## WHAT TO DO
Find each line in the records below that contains the string "leaf" and copy those lines out.

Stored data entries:
..............................

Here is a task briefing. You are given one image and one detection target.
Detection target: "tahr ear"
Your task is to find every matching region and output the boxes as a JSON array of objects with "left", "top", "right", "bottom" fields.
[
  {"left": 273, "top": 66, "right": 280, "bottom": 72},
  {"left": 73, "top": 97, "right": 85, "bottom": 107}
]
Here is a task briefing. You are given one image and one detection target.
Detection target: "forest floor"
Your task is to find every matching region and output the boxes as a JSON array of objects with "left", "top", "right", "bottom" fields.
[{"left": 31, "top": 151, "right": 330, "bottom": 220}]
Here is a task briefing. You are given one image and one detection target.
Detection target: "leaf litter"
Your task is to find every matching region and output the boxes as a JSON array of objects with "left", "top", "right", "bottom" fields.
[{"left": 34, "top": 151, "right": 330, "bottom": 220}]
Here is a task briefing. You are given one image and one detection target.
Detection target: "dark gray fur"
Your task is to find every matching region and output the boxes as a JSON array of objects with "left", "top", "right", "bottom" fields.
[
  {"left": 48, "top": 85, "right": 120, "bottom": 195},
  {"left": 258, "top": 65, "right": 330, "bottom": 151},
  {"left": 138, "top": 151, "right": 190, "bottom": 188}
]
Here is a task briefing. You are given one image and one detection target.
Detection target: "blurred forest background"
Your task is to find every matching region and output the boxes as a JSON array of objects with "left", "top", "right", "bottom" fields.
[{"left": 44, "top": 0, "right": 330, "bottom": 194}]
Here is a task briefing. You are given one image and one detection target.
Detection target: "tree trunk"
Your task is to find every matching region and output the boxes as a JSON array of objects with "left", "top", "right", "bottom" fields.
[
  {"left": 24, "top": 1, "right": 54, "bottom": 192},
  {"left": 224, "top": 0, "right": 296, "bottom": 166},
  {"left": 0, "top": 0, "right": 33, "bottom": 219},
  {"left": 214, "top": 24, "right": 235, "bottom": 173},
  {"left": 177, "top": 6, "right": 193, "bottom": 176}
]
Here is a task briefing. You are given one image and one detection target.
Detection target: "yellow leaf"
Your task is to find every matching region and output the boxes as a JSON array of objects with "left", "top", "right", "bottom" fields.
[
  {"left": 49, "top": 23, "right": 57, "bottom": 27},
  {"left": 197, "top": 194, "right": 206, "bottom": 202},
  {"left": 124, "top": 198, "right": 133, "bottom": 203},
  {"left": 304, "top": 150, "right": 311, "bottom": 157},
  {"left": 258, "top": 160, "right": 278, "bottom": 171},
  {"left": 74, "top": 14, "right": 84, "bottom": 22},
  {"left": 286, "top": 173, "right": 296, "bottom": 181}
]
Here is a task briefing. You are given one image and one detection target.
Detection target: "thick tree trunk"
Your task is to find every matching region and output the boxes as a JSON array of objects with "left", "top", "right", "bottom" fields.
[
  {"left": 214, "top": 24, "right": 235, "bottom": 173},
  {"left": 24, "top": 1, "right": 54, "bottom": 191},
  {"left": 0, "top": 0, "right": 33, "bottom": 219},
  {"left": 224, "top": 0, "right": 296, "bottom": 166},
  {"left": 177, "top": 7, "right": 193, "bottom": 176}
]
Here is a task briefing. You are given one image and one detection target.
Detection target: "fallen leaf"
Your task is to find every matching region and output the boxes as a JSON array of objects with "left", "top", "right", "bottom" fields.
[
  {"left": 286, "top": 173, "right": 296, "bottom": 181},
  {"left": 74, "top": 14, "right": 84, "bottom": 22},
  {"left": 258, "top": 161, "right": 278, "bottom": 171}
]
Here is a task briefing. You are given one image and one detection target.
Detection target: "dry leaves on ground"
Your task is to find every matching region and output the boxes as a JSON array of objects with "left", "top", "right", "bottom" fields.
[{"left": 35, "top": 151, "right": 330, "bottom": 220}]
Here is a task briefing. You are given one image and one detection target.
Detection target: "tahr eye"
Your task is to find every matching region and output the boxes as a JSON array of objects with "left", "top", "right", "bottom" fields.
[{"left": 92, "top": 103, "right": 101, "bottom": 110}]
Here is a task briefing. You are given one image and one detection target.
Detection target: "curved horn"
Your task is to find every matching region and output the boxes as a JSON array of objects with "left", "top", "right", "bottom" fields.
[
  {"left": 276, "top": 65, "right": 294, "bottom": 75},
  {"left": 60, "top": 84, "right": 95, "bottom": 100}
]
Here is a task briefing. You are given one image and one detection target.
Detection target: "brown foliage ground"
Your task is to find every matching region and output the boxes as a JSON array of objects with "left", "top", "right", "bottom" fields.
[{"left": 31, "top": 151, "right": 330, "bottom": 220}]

..............................

## FULL ANSWER
Detection target: "leaf litter"
Detection target: "yellow leaf"
Detection target: "fallen leaf"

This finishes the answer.